**** Exercise input
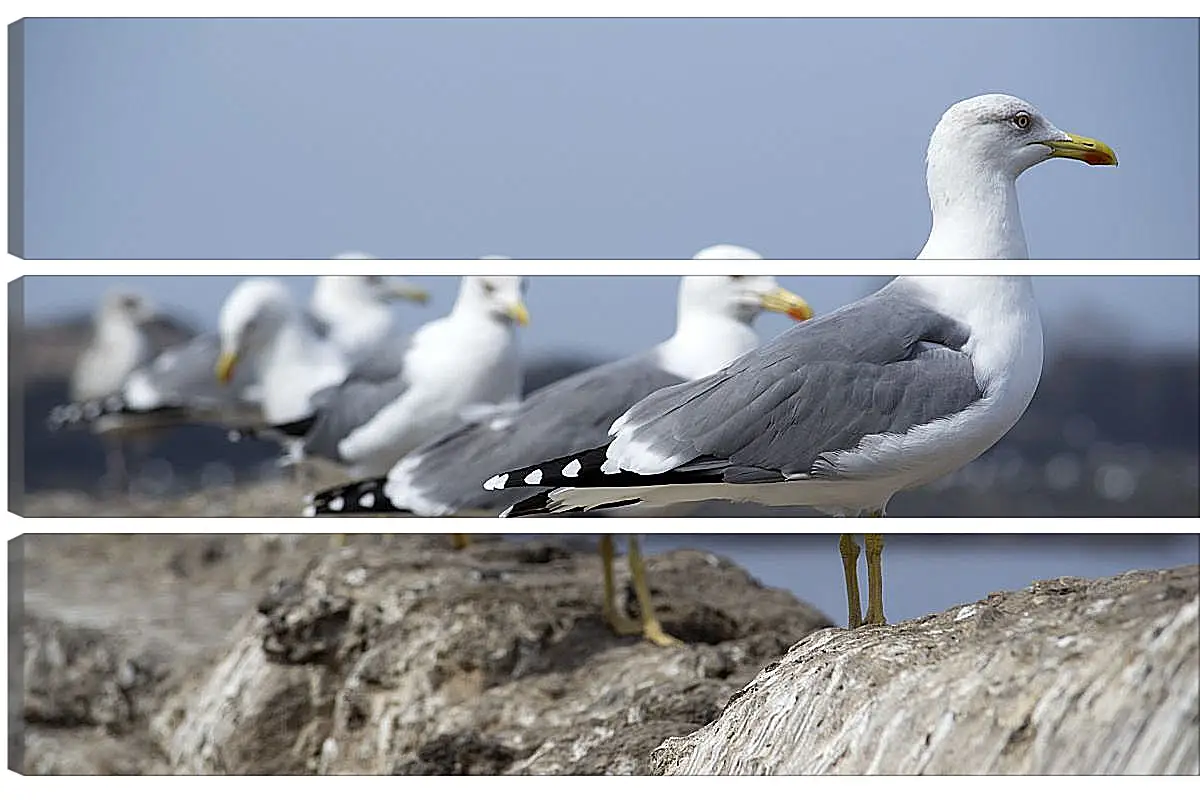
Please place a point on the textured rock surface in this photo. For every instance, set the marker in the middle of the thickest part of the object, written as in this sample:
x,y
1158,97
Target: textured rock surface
x,y
395,656
1067,677
282,655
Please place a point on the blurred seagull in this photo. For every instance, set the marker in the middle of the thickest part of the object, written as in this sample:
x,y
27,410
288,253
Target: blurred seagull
x,y
883,395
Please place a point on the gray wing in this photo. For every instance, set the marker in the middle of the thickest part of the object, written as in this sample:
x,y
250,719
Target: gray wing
x,y
343,408
315,323
163,332
383,361
883,365
565,416
186,376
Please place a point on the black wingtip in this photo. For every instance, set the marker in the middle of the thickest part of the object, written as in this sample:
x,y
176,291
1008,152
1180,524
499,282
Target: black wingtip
x,y
537,505
359,498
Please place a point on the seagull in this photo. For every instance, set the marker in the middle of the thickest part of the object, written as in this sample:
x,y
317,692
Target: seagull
x,y
460,367
444,477
119,346
355,310
181,385
883,395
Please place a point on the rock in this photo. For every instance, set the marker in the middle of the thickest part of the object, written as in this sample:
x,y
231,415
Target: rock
x,y
1066,677
408,657
225,654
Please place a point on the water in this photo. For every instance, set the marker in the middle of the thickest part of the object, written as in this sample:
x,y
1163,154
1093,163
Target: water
x,y
924,575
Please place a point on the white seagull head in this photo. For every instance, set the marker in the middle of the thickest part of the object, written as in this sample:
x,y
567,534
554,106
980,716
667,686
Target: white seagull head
x,y
251,317
738,296
497,296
********
■ Problem description: Copy every record character for character. Skip the pictures.

■ The solution:
Please place a point on the textured rock surface in this photo. For every instance, set the marker in the middle of the thickest part of the object, written as in this sample:
x,y
1158,97
Target: textured rock surface
x,y
395,656
1067,677
282,655
Please place a point on the blurred seagull in this photo. For every instance, set the marker in the middle of the thickest part of the object, written as in this sample:
x,y
27,410
288,253
Target: blurred seagull
x,y
883,395
Please place a point on the gray wing in this photo. For every instance, set the marker in the middle of the thickest part of the object, written as in this sample:
x,y
250,719
Target: gray wing
x,y
343,408
315,323
163,332
383,361
883,365
565,416
186,376
Please place a point on the black wingtip in this photo. For every instance, set the marker in the middle of the thickest part of the object, written as in this sample:
x,y
176,291
1008,152
1180,524
499,282
Target: black wingtip
x,y
537,505
359,498
Please place a point on the seagull in this photo. For every instance, set the marker in the middle of the thickest part of the object, written as in this sample:
x,y
317,692
Target: seagull
x,y
460,367
444,477
119,346
355,310
181,385
883,395
Please place a point on the rock in this photo. For every instance, set the marker in the middle of the thickest part of the object, written as in this sample:
x,y
231,415
Target: rock
x,y
1066,677
408,657
225,654
Please place a point on the water in this photo. For every instance, set the marker in the middle of the thickest part of the object, written as in this sample:
x,y
1163,154
1093,163
Target: water
x,y
924,575
Please place a point on the white seagull head in this photo. For every instance, set the marker in the middle of the thickest part of the object, written as in this sample:
x,y
567,534
554,106
980,716
667,686
Target: white seagull head
x,y
251,317
738,296
497,296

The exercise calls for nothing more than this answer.